▶ EXERCISE GOAL
Can you arrange the material below as a numbered list, starting at the line that contains "Category: wooden pier" and ending at the last line of the material, leaving out any blank lines?

Point placement records:
—————

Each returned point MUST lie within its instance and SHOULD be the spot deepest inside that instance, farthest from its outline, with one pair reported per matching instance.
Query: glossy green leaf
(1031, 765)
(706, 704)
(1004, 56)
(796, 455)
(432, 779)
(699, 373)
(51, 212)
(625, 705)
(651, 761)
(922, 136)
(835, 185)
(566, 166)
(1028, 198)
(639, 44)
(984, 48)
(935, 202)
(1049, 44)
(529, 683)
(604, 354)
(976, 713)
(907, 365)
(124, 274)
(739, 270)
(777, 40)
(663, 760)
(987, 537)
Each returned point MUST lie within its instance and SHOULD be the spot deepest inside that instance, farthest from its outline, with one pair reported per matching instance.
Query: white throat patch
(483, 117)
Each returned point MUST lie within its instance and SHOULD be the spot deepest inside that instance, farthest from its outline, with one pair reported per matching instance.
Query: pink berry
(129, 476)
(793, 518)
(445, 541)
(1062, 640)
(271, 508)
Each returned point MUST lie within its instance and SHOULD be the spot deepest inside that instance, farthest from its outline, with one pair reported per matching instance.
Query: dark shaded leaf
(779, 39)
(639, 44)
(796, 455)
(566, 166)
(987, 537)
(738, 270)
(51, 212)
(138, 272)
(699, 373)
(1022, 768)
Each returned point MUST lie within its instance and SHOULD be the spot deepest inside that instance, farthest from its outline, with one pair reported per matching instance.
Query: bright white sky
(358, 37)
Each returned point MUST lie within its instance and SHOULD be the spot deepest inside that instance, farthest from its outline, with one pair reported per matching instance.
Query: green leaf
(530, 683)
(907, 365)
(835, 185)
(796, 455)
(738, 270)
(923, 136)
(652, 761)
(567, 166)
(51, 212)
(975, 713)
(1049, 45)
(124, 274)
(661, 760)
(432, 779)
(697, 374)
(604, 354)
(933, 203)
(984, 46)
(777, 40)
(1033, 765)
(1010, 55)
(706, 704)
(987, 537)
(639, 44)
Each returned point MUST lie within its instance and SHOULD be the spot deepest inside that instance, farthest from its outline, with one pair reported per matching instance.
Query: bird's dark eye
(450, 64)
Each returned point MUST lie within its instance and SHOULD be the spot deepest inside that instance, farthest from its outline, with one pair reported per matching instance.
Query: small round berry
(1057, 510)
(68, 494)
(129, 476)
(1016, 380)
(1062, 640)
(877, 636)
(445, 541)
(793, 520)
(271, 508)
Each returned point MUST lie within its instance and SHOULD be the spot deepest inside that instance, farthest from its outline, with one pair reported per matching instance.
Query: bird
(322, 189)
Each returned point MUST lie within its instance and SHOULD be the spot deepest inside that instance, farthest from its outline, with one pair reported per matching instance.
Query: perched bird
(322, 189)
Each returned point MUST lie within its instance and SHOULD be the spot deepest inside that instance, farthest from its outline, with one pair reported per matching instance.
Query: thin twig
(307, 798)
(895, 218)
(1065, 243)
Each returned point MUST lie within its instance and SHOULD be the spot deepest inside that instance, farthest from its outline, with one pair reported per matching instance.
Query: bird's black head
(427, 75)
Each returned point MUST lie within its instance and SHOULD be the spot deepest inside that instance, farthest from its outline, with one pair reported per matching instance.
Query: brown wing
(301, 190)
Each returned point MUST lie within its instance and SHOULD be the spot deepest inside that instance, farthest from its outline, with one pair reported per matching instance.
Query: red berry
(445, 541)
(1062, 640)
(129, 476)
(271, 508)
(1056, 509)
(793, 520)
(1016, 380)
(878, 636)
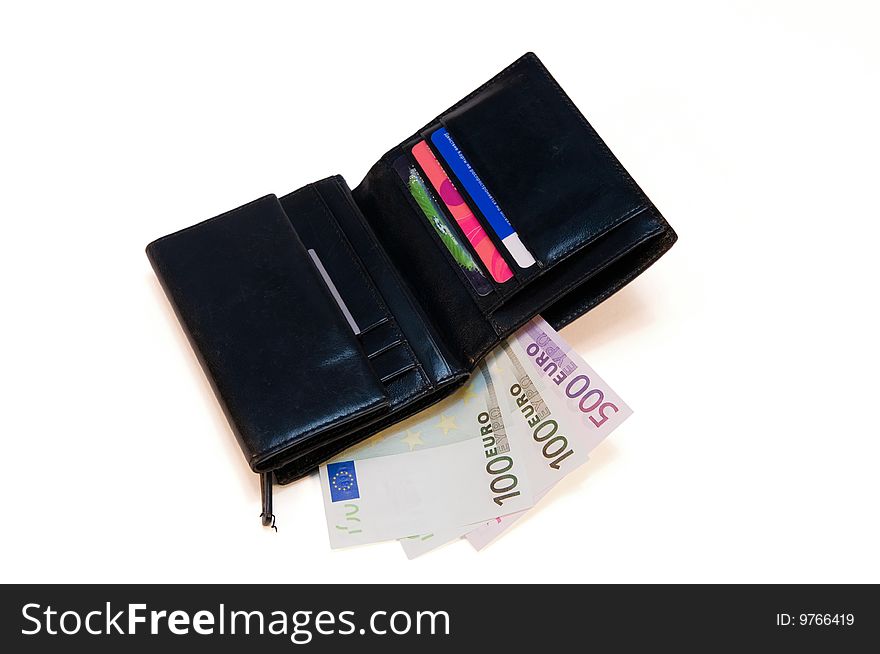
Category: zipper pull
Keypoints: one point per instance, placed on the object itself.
(266, 491)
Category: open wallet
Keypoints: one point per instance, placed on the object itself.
(327, 315)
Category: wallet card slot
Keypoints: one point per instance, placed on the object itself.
(380, 339)
(558, 184)
(267, 331)
(441, 304)
(486, 301)
(520, 273)
(338, 266)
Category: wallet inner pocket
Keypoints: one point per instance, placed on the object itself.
(285, 363)
(555, 180)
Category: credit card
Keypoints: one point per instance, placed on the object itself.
(464, 216)
(460, 254)
(472, 183)
(334, 291)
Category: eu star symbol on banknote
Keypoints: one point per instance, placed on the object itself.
(343, 481)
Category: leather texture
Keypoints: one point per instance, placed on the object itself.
(298, 384)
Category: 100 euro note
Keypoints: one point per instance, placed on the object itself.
(554, 401)
(453, 463)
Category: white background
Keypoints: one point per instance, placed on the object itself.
(749, 352)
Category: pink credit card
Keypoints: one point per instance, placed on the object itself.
(462, 213)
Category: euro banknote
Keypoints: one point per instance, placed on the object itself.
(452, 464)
(557, 404)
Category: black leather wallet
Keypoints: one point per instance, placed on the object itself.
(328, 314)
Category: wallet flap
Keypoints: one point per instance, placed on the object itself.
(281, 355)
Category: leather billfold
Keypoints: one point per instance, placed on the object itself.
(326, 315)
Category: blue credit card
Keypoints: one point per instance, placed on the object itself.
(472, 183)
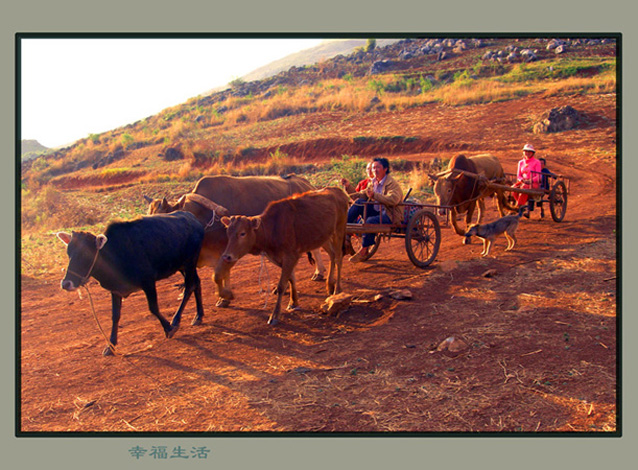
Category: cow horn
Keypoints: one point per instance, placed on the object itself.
(444, 173)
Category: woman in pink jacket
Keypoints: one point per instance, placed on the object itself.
(528, 176)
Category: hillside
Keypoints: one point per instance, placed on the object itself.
(535, 329)
(326, 50)
(31, 149)
(232, 127)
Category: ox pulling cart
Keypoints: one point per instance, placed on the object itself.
(419, 228)
(556, 195)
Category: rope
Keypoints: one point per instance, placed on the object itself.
(108, 341)
(111, 346)
(264, 266)
(211, 222)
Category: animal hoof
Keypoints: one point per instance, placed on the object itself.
(170, 333)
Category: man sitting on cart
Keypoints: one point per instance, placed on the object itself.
(386, 192)
(528, 176)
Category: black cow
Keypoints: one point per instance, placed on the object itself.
(132, 256)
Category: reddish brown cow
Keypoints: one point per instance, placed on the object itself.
(457, 188)
(216, 196)
(288, 228)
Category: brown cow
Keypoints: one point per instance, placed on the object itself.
(216, 196)
(456, 188)
(288, 228)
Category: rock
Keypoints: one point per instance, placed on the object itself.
(380, 66)
(452, 346)
(557, 120)
(173, 153)
(447, 265)
(336, 303)
(401, 294)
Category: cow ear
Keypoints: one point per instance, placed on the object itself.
(100, 241)
(65, 237)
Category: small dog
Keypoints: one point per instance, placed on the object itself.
(488, 232)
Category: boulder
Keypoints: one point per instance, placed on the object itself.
(336, 303)
(558, 120)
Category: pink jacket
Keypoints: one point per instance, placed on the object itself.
(529, 169)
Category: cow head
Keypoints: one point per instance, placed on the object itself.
(82, 250)
(444, 189)
(241, 233)
(162, 206)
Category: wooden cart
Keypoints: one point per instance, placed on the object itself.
(420, 229)
(556, 195)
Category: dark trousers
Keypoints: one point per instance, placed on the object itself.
(372, 217)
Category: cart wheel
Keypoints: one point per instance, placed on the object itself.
(558, 201)
(422, 238)
(356, 241)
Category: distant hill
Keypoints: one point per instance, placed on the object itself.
(31, 149)
(324, 51)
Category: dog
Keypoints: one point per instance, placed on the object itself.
(488, 232)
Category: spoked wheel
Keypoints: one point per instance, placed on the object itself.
(422, 238)
(357, 240)
(558, 201)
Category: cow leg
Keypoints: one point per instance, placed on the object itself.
(151, 298)
(191, 283)
(339, 254)
(222, 280)
(320, 269)
(481, 211)
(455, 223)
(287, 267)
(116, 309)
(333, 249)
(200, 305)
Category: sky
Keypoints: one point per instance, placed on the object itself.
(71, 88)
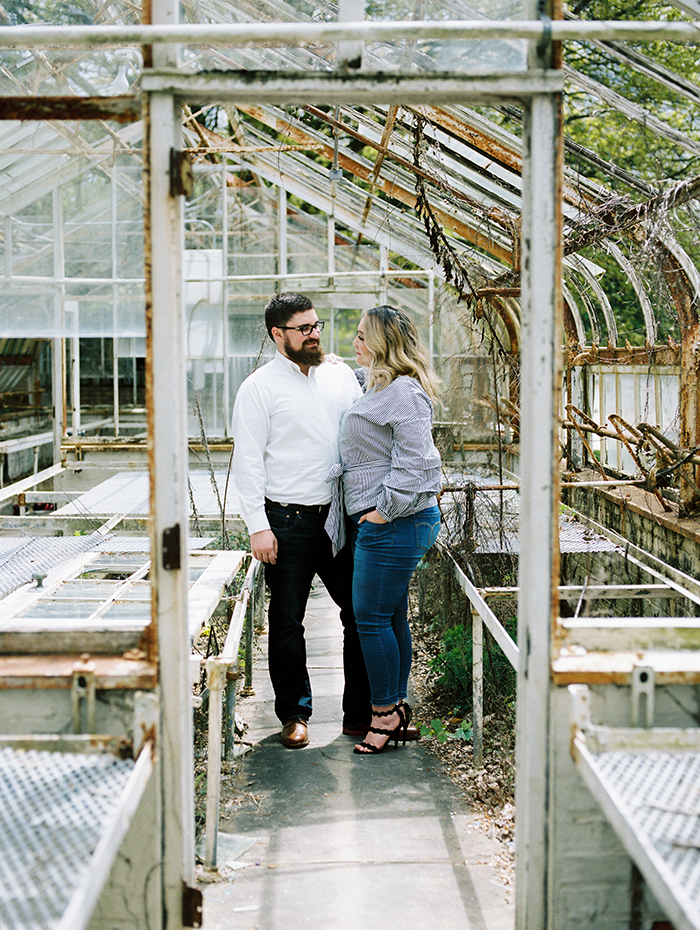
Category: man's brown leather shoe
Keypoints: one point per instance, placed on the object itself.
(412, 733)
(294, 734)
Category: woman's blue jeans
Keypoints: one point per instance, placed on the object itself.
(385, 556)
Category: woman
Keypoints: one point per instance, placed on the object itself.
(391, 474)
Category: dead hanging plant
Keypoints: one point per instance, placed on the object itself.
(448, 257)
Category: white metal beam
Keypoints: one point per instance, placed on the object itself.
(169, 507)
(539, 564)
(242, 35)
(201, 88)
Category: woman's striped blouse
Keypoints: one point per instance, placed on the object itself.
(387, 451)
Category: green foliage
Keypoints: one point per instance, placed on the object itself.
(453, 664)
(439, 730)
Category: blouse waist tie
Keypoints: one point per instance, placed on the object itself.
(335, 521)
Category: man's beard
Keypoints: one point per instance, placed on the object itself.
(311, 354)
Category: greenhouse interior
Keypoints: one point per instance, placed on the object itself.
(522, 178)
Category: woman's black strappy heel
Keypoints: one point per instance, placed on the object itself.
(407, 711)
(368, 749)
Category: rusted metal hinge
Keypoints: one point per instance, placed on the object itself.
(181, 175)
(172, 558)
(191, 906)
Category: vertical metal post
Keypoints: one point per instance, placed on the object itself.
(216, 680)
(226, 348)
(167, 447)
(431, 316)
(75, 371)
(58, 345)
(477, 689)
(115, 305)
(248, 660)
(282, 260)
(539, 565)
(383, 268)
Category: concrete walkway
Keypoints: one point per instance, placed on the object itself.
(329, 839)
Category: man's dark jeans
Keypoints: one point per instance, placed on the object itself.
(304, 550)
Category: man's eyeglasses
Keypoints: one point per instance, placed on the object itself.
(307, 328)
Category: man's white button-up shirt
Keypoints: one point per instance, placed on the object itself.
(285, 433)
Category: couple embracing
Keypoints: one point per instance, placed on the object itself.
(341, 483)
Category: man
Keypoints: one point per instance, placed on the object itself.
(285, 429)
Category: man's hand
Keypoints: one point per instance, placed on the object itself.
(372, 517)
(264, 546)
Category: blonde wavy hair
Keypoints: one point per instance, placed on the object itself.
(392, 338)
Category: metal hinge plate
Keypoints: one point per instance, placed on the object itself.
(191, 906)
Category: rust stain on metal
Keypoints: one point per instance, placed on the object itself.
(56, 672)
(682, 293)
(119, 109)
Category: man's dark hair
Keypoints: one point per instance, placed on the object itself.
(281, 308)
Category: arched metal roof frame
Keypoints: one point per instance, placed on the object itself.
(582, 268)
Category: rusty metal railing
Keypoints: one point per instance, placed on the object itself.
(223, 673)
(481, 614)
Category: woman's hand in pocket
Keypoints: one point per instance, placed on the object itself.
(372, 517)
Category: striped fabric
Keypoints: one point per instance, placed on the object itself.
(387, 451)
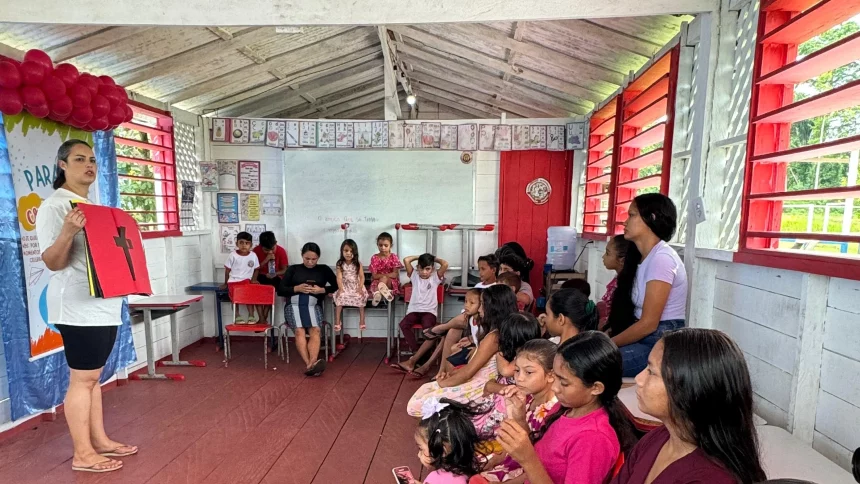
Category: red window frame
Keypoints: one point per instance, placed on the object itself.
(783, 26)
(163, 165)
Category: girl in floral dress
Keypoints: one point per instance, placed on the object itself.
(385, 269)
(350, 281)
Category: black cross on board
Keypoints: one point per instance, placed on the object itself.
(123, 242)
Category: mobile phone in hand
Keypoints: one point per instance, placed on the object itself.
(402, 475)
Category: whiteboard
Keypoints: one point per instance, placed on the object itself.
(372, 191)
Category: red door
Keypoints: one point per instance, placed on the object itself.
(520, 219)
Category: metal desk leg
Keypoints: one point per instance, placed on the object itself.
(174, 341)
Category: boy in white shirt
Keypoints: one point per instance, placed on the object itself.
(240, 269)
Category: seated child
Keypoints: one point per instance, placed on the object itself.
(534, 380)
(240, 269)
(385, 270)
(446, 442)
(273, 266)
(350, 282)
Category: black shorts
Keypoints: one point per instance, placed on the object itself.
(87, 347)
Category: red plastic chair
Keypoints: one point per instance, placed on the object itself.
(407, 296)
(253, 295)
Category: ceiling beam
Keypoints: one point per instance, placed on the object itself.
(330, 12)
(498, 64)
(340, 38)
(104, 38)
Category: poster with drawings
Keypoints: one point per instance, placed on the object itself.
(380, 135)
(486, 137)
(228, 238)
(258, 131)
(292, 139)
(343, 135)
(395, 134)
(431, 135)
(555, 138)
(538, 137)
(219, 129)
(209, 176)
(412, 135)
(467, 137)
(449, 137)
(502, 140)
(307, 133)
(275, 133)
(362, 135)
(326, 138)
(521, 137)
(240, 130)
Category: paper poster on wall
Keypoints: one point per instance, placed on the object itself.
(255, 230)
(273, 205)
(228, 237)
(326, 138)
(467, 137)
(308, 133)
(228, 208)
(240, 130)
(209, 176)
(32, 153)
(575, 136)
(449, 137)
(502, 140)
(537, 135)
(258, 131)
(362, 135)
(227, 174)
(380, 135)
(249, 176)
(521, 137)
(395, 134)
(555, 138)
(219, 129)
(275, 133)
(249, 204)
(344, 135)
(292, 140)
(412, 134)
(486, 137)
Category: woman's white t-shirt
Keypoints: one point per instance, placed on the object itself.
(68, 297)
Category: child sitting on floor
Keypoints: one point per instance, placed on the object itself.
(350, 283)
(385, 270)
(240, 269)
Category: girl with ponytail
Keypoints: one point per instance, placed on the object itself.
(581, 442)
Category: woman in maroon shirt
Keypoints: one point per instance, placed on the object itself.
(697, 383)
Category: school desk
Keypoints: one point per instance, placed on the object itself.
(161, 306)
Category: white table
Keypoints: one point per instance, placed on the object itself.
(162, 306)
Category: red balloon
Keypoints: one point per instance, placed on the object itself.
(32, 97)
(62, 107)
(80, 96)
(67, 73)
(32, 73)
(39, 57)
(82, 115)
(10, 102)
(53, 87)
(10, 78)
(89, 81)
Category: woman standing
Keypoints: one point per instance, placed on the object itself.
(697, 383)
(88, 325)
(306, 286)
(651, 296)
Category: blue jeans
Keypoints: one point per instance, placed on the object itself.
(635, 355)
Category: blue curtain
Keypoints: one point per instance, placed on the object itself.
(41, 384)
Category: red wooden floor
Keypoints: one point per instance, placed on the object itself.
(243, 424)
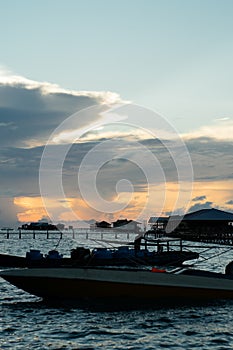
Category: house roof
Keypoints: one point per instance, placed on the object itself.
(209, 215)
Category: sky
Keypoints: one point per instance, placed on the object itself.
(170, 57)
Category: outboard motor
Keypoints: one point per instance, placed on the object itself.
(54, 254)
(229, 269)
(34, 255)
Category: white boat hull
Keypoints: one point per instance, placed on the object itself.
(76, 283)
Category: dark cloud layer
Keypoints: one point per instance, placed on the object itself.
(28, 116)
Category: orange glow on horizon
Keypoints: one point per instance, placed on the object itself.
(73, 209)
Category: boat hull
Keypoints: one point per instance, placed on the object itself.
(81, 283)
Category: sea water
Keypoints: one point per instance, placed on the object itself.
(29, 323)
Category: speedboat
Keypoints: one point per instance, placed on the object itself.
(159, 251)
(178, 284)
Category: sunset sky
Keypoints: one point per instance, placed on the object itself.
(122, 92)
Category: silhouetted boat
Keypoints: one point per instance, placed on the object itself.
(121, 256)
(181, 284)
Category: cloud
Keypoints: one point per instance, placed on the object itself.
(30, 110)
(221, 129)
(198, 198)
(199, 206)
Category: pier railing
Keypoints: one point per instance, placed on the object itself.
(88, 233)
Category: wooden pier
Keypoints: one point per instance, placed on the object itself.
(87, 233)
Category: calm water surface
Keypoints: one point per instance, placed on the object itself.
(29, 323)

—————

▶ SOLUTION
1. Category: wooden pier
2. Keypoints: one point per instance, placed on the object itself.
3. (87, 233)
4. Category: calm water surface
5. Keypoints: one point per instance, placed on the object itself.
6. (29, 323)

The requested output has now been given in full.